OBJECTIVE: Format the entries below as a numbered list, skipping any blank lines.

[Start RECORDS PROVIDED]

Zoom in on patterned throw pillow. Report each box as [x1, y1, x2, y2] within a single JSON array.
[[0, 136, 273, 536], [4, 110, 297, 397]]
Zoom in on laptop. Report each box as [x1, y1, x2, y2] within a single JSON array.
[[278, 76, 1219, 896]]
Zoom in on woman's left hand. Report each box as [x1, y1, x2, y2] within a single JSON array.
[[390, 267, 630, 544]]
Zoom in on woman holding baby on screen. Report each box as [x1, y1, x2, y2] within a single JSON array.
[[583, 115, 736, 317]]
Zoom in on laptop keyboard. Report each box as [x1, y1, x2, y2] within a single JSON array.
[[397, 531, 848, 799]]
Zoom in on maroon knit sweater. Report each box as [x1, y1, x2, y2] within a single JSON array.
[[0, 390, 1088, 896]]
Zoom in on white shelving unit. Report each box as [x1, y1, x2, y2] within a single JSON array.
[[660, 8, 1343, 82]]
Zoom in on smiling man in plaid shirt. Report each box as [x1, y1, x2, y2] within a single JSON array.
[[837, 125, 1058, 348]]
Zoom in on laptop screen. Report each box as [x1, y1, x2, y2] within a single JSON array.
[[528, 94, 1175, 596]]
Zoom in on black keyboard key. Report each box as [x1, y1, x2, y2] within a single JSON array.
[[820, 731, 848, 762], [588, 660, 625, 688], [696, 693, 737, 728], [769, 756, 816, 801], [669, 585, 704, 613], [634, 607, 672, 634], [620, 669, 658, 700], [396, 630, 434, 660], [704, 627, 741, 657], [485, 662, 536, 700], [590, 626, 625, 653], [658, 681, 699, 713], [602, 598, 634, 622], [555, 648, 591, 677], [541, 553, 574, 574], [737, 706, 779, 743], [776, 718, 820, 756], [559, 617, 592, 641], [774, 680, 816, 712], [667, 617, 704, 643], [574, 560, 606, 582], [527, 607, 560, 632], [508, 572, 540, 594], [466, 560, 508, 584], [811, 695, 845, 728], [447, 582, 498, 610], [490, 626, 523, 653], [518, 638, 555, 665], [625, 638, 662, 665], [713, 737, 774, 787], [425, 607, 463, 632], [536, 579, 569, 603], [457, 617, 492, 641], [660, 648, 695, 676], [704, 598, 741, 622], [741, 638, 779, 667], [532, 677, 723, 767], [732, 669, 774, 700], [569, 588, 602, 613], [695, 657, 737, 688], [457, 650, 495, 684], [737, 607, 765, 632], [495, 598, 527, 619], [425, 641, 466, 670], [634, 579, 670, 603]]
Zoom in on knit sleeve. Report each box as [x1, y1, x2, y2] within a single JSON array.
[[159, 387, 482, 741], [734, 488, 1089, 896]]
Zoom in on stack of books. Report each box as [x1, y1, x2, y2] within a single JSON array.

[End RECORDS PROVIDED]

SOLVED EXERCISE:
1. Zoom in on patterned throw pillow. Report each box as [x1, y1, x2, y2] within a single JSON array.
2. [[0, 136, 273, 536], [4, 110, 297, 397]]
3. Zoom in on laptop. Report each box as [x1, y1, x2, y2] within a single JSON array.
4. [[278, 76, 1219, 896]]
5. Zoom in on woman's left hand. Report each box as [x1, y1, x2, y2] within a single JSON array.
6. [[390, 267, 630, 544]]
7. Zoom in on woman holding baby on screen. Report each box as [x1, y1, x2, y2] within a single JSON array.
8. [[583, 115, 736, 317]]
9. Zoom in on laptop keyboard. Report each box as [x1, y1, x2, y2] within a single JSON array.
10. [[397, 531, 848, 799]]
11. Zoom in on maroon knit sweater. Report each box as [x1, y1, x2, y2] within a single JSON array.
12. [[0, 390, 1088, 896]]
13. Zoom in on white shelving unit. Report each box as [x1, y1, x2, y2] within a single JSON array.
14. [[660, 8, 1343, 82]]
15. Zoom in on smiling man in plaid shirt. Report each box as [x1, y1, x2, y2] within a single JSON array.
16. [[837, 125, 1058, 348]]
17. Zoom in on laptop screen. Report each box as [x1, y1, x2, y2] within a single JSON array.
18. [[528, 94, 1175, 596]]
19. Zoom in on black keyboard key. Report each box as [x1, y1, x2, y2] within a single JSON array.
20. [[820, 731, 848, 762], [588, 660, 625, 688], [696, 693, 737, 728], [769, 756, 816, 801], [669, 585, 704, 613], [634, 607, 672, 634], [620, 669, 658, 700], [396, 630, 434, 660], [704, 627, 741, 657], [485, 662, 536, 700], [590, 626, 625, 653], [658, 681, 699, 713], [602, 598, 634, 622], [555, 648, 591, 677], [541, 553, 574, 574], [737, 706, 779, 743], [776, 718, 820, 756], [559, 617, 592, 641], [774, 680, 816, 712], [667, 617, 704, 643], [574, 560, 606, 582], [527, 607, 560, 632], [508, 572, 540, 594], [466, 560, 508, 584], [811, 695, 845, 728], [447, 582, 498, 610], [490, 626, 523, 653], [518, 638, 555, 665], [625, 638, 662, 665], [713, 737, 774, 787], [425, 607, 463, 632], [536, 579, 569, 603], [457, 617, 492, 641], [660, 648, 695, 676], [704, 598, 741, 622], [741, 638, 779, 667], [532, 677, 723, 767], [732, 669, 774, 700], [569, 588, 602, 613], [695, 657, 737, 688], [457, 650, 495, 684], [737, 607, 765, 632], [495, 598, 527, 619], [425, 641, 466, 670], [634, 579, 670, 603]]
21. Zoom in on knit sleeve. Report each box as [x1, y1, x2, y2] within a single JSON array.
22. [[159, 387, 482, 741], [734, 488, 1089, 896]]
23. Zoom in on stack of books. Report each box as [x1, y1, x2, y2] within a single JSON array.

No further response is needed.